** Extracted data follows **

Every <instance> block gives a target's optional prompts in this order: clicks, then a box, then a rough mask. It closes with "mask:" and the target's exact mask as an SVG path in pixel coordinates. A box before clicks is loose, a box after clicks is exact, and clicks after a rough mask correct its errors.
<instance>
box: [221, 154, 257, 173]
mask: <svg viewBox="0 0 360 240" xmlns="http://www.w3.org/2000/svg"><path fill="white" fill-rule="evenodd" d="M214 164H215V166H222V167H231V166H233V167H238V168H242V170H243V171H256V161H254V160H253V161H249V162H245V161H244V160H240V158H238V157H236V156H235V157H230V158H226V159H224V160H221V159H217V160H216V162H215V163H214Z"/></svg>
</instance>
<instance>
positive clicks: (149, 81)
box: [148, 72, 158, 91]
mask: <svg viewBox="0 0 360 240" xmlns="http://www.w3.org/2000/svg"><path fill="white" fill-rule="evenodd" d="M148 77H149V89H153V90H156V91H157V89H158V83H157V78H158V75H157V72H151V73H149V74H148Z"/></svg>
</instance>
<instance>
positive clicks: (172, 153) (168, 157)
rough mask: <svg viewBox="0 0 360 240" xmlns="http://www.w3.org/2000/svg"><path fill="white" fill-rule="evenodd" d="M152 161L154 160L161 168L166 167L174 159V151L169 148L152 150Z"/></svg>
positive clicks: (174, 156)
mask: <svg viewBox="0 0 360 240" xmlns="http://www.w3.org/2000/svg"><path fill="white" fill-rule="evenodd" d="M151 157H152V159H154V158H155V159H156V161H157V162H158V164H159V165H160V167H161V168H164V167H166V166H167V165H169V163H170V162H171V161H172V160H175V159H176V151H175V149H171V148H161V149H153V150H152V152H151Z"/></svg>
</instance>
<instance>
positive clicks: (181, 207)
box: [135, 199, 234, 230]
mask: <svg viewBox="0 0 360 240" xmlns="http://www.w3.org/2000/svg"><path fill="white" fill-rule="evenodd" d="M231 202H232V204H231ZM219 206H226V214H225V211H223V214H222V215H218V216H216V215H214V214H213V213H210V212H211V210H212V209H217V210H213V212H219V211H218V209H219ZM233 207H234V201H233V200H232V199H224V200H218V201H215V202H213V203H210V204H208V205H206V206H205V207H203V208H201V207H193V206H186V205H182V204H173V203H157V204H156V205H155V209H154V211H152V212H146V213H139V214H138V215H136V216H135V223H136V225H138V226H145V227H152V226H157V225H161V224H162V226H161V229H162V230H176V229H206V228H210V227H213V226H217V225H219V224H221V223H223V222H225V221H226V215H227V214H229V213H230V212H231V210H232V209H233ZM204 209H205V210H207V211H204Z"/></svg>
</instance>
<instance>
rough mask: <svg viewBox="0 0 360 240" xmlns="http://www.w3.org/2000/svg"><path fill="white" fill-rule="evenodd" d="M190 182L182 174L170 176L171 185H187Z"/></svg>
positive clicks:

** End of Extracted data **

→ Exercise details
Set the whole listing down, word for word.

→ Task answer
Every <instance> block gives a target's optional prompts in this order: clicks, then a box, then a rough mask. It closes with "mask:" and the target's exact mask as an SVG path in pixel coordinates. A box before clicks is loose, a box after clicks is exact, and clicks after a rough mask correct its errors.
<instance>
box: [221, 154, 257, 173]
mask: <svg viewBox="0 0 360 240" xmlns="http://www.w3.org/2000/svg"><path fill="white" fill-rule="evenodd" d="M214 164H215V166H222V167H231V166H233V167H238V168H242V170H243V171H256V161H254V160H253V161H249V162H245V161H244V160H240V158H238V157H236V156H235V157H230V158H226V159H224V160H221V159H217V160H216V162H215V163H214Z"/></svg>
</instance>
<instance>
positive clicks: (149, 81)
box: [148, 72, 158, 91]
mask: <svg viewBox="0 0 360 240" xmlns="http://www.w3.org/2000/svg"><path fill="white" fill-rule="evenodd" d="M148 77H149V89H153V90H156V91H157V89H158V83H157V78H158V75H157V72H151V73H149V74H148Z"/></svg>
</instance>
<instance>
positive clicks: (172, 153) (168, 157)
rough mask: <svg viewBox="0 0 360 240" xmlns="http://www.w3.org/2000/svg"><path fill="white" fill-rule="evenodd" d="M152 161L154 160L161 168L166 167L174 159V151L169 148L152 150Z"/></svg>
positive clicks: (174, 156)
mask: <svg viewBox="0 0 360 240" xmlns="http://www.w3.org/2000/svg"><path fill="white" fill-rule="evenodd" d="M151 157H152V159H154V158H155V159H156V161H157V162H158V164H159V165H160V167H161V168H164V167H166V166H167V165H169V163H170V162H171V161H172V160H175V159H176V151H175V149H171V148H161V149H153V150H152V152H151Z"/></svg>
</instance>
<instance>
positive clicks: (181, 207)
box: [135, 199, 234, 230]
mask: <svg viewBox="0 0 360 240" xmlns="http://www.w3.org/2000/svg"><path fill="white" fill-rule="evenodd" d="M231 202H232V204H231ZM219 206H226V214H225V211H223V214H222V215H218V216H216V215H214V214H213V213H210V212H211V210H212V209H217V210H213V212H219V211H218V209H219ZM233 207H234V201H233V200H232V199H224V200H218V201H215V202H213V203H210V204H208V205H206V206H205V207H203V208H201V207H193V206H186V205H182V204H173V203H157V204H156V205H155V209H154V211H152V212H146V213H139V214H138V215H136V216H135V223H136V225H138V226H145V227H152V226H157V225H161V224H162V226H161V229H162V230H176V229H206V228H210V227H213V226H217V225H219V224H221V223H223V222H225V221H226V215H227V214H229V213H230V212H231V210H232V209H233ZM204 209H205V210H207V211H204Z"/></svg>
</instance>
<instance>
rough mask: <svg viewBox="0 0 360 240" xmlns="http://www.w3.org/2000/svg"><path fill="white" fill-rule="evenodd" d="M190 182L182 174L170 176L171 185H187Z"/></svg>
positive clicks:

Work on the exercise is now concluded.